Reproduce the following commentary on the Sandy Hook shooting and gun control in full, word for word.

[Opening Excerpt to read section]

Guns do kill people, but who’s holding them?
The news of the Sandy Hook Elementary shooting last week hit the Australian media swiftly and pervasively. Juxtaposed against a backdrop of constant cheery carols and incessant ads for toys on TV, the imagery of twenty primary school children and six of their teachers being shot by 20-year-old Adam Lanza one week before Christmas is a tragedy that stirs an emotional response in even the most apathetic individual. The public is sickened, horrified and grief-stricken, and there are questions to be asked: How could anybody do this? When is America going to learn?
Within the Australian media, the implied lesson here is, of course, the consequences of lax gun control laws in the United States. The Sandy Hook massacre is the third and most horrific major shooting incident in the States this year alone, and once again their low level of weapon regulation has been thrust into the world spotlight. As comparisons are made with John Howard’s successful and immediate reaction to our own Port Arthur massacre, it seems that this tragedy may be the final straw before Republican gun-touting die-hards finally begin to legislate towards a safer America.
Too good to be true? Perhaps.

[Closing Excerpt to read section]
[Opening Supplied information section]

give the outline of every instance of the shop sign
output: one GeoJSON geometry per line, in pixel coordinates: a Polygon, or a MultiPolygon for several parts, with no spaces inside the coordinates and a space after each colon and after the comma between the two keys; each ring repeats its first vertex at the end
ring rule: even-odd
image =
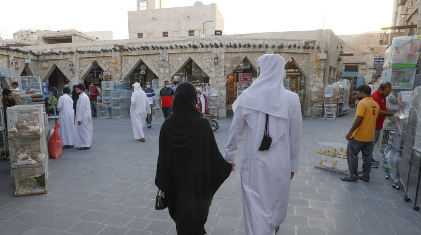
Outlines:
{"type": "Polygon", "coordinates": [[[250,73],[238,73],[238,82],[251,82],[252,74],[250,73]]]}
{"type": "Polygon", "coordinates": [[[384,58],[374,58],[374,63],[373,63],[373,66],[383,66],[384,64],[384,58]]]}
{"type": "Polygon", "coordinates": [[[350,71],[344,71],[342,72],[342,77],[358,77],[358,72],[351,72],[350,71]]]}

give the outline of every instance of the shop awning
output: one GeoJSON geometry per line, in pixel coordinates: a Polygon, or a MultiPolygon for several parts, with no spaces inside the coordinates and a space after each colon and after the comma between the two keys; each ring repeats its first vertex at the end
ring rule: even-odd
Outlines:
{"type": "Polygon", "coordinates": [[[14,70],[12,68],[0,67],[0,77],[13,77],[14,70]]]}

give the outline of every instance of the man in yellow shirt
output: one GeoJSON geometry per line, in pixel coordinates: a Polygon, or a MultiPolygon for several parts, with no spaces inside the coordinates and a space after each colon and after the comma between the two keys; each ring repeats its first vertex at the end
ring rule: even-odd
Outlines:
{"type": "Polygon", "coordinates": [[[358,105],[352,126],[345,138],[348,140],[347,160],[350,175],[341,178],[343,181],[356,182],[358,179],[370,180],[373,160],[373,141],[375,131],[375,121],[378,116],[378,104],[370,97],[371,88],[362,85],[357,88],[358,105]],[[358,154],[363,157],[363,173],[358,177],[358,154]]]}

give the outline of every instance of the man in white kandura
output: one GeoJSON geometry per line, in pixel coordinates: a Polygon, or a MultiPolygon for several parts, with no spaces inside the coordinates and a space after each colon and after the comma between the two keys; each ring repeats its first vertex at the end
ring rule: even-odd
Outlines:
{"type": "Polygon", "coordinates": [[[85,93],[85,85],[79,83],[76,86],[76,92],[79,94],[74,120],[74,146],[79,150],[89,149],[92,143],[94,125],[91,113],[89,97],[85,93]]]}
{"type": "Polygon", "coordinates": [[[63,95],[58,98],[57,110],[60,111],[58,123],[60,128],[58,133],[63,140],[63,148],[73,147],[73,133],[74,133],[74,111],[73,109],[73,100],[69,95],[70,88],[63,89],[63,95]]]}
{"type": "Polygon", "coordinates": [[[143,134],[143,122],[147,117],[151,115],[151,106],[148,97],[142,91],[140,84],[135,82],[133,84],[133,93],[132,94],[132,104],[130,105],[130,118],[133,126],[135,140],[145,141],[143,134]]]}
{"type": "Polygon", "coordinates": [[[247,130],[241,169],[246,232],[272,235],[285,219],[290,181],[298,170],[301,108],[298,95],[283,87],[285,59],[264,54],[257,62],[260,75],[233,104],[224,157],[235,166],[247,130]],[[264,144],[266,125],[272,141],[264,144]]]}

[Closing Supplied information section]

Exercise solution:
Guns do kill people, but who’s holding them?
The news of the Sandy Hook Elementary shooting last week hit the Australian media swiftly and pervasively. Juxtaposed against a backdrop of constant cheery carols and incessant ads for toys on TV, the imagery of twenty primary school children and six of their teachers being shot by 20-year-old Adam Lanza one week before Christmas is a tragedy that stirs an emotional response in even the most apathetic individual. The public is sickened, horrified and grief-stricken, and there are questions to be asked: How could anybody do this? When is America going to learn?
Within the Australian media, the implied lesson here is, of course, the consequences of lax gun control laws in the United States. The Sandy Hook massacre is the third and most horrific major shooting incident in the States this year alone, and once again their low level of weapon regulation has been thrust into the world spotlight. As comparisons are made with John Howard’s successful and immediate reaction to our own Port Arthur massacre, it seems that this tragedy may be the final straw before Republican gun-touting die-hards finally begin to legislate towards a safer America.
Too good to be true? Perhaps.